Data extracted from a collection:
══════════════════════════════

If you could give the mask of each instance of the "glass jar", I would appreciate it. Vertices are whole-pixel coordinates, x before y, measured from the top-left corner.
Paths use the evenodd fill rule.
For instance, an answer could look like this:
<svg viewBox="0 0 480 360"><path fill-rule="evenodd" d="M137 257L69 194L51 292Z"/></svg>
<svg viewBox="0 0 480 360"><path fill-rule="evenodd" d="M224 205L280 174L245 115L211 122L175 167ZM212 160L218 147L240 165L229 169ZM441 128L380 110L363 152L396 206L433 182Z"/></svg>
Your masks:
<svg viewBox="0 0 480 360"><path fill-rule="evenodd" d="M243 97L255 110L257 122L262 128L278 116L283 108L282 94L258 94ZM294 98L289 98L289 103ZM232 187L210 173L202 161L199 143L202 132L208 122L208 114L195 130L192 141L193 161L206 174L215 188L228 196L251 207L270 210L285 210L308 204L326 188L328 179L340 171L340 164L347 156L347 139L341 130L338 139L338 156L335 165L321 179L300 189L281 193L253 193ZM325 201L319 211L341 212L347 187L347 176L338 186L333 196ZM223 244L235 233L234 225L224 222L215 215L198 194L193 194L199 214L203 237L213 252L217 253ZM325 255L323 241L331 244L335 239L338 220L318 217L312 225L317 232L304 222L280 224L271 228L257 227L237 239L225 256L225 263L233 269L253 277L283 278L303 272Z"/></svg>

══════════════════════════════

Instructions to follow:
Whenever "instance" occurs in a line of the entries, copy that line.

Problem solution:
If you could give the mask of each instance of the "glass jar", I would appreciate it. Vertices are whole-pixel coordinates, x before y, measured from the top-left corner.
For instance, an answer could look like this:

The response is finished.